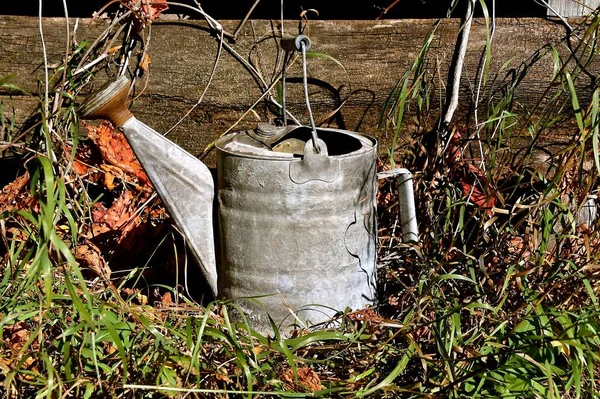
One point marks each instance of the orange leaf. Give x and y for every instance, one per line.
x=115, y=150
x=153, y=8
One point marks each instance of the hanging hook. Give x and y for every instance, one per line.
x=302, y=44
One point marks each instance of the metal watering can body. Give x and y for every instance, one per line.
x=297, y=229
x=297, y=226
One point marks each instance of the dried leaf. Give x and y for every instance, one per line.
x=115, y=150
x=153, y=8
x=308, y=379
x=145, y=62
x=89, y=255
x=15, y=196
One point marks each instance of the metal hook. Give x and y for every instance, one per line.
x=302, y=44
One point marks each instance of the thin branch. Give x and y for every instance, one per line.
x=241, y=25
x=458, y=66
x=387, y=9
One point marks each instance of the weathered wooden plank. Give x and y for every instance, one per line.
x=572, y=8
x=375, y=54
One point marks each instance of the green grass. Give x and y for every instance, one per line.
x=492, y=302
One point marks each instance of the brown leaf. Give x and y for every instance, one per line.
x=15, y=196
x=115, y=150
x=308, y=379
x=153, y=8
x=89, y=255
x=114, y=217
x=166, y=299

= = = =

▸ Exercise directions: Return, without any change, only the lines from the one containing "One point marks each instance of the green" through the last line of the entries above.

▸ Your solution:
One point marks each instance of the green grass. Give x and y for every instance, one per line.
x=492, y=302
One point marks each instance of the brown leaf. Give x and y for every instance, one per line.
x=15, y=196
x=115, y=150
x=308, y=379
x=153, y=8
x=89, y=255
x=114, y=217
x=166, y=299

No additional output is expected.